* [Source material]
^^^^^^^^

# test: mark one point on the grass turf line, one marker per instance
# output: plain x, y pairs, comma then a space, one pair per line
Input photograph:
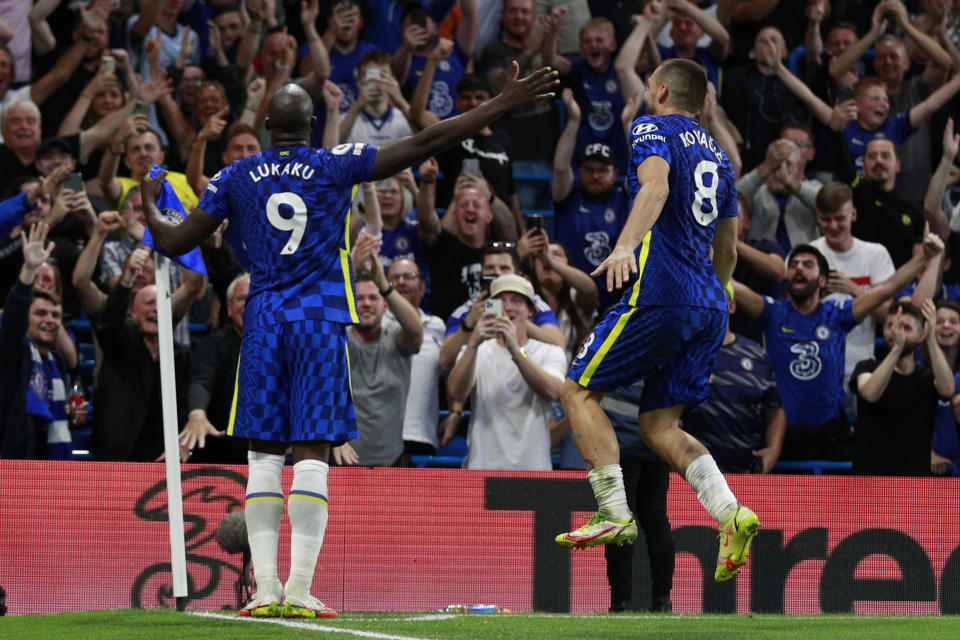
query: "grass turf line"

^^^^^^^^

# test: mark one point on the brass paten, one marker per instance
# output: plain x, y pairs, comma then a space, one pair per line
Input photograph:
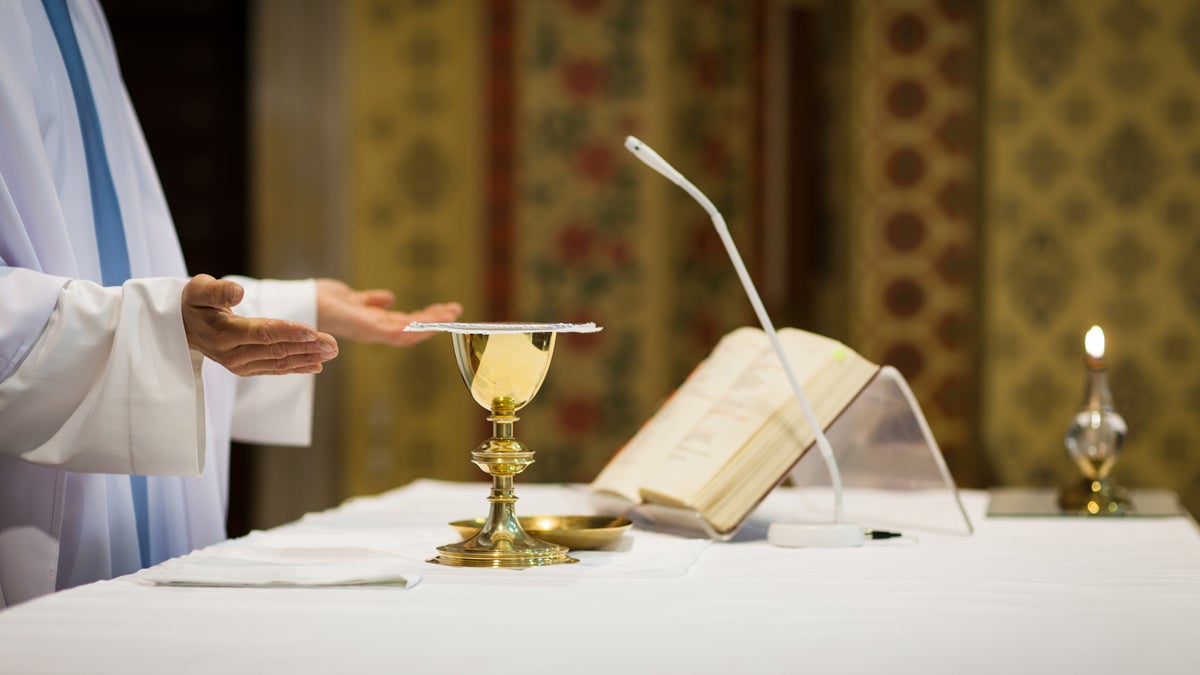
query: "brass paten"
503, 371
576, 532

^^^^^^^^

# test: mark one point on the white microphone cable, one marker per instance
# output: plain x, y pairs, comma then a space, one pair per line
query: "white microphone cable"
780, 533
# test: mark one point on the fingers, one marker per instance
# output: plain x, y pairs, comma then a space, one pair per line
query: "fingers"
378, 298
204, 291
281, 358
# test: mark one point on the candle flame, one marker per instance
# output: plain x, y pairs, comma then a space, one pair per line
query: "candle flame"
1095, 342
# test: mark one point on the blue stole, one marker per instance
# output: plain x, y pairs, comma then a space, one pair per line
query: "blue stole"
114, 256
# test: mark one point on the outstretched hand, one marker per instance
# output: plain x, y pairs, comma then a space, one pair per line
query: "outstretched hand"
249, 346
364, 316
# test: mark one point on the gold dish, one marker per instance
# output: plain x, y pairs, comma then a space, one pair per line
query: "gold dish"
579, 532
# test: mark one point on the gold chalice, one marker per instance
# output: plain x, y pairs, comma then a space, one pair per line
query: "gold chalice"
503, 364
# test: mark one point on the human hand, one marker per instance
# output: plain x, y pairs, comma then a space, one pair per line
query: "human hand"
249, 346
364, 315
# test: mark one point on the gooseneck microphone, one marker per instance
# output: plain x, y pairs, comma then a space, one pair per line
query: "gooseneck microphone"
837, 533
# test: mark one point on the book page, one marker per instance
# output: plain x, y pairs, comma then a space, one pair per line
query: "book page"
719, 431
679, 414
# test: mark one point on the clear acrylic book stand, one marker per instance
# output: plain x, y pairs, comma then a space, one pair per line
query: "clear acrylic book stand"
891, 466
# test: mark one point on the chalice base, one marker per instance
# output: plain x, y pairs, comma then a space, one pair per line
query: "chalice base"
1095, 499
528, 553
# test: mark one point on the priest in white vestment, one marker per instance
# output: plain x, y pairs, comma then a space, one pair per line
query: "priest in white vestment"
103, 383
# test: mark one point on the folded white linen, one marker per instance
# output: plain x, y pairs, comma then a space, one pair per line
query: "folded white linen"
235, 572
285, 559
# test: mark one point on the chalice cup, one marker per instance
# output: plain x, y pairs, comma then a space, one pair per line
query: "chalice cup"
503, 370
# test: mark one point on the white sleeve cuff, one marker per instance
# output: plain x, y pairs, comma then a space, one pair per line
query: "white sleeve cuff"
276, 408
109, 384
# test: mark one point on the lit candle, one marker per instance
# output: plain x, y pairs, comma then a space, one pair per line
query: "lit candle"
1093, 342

^^^^^^^^

* [What you are asked to do] Collect every line of the items that contains the word "linen", matching case exactly.

* [The output]
# test: mark one point on the folded white linen, one marker per instance
query: "folded white linen"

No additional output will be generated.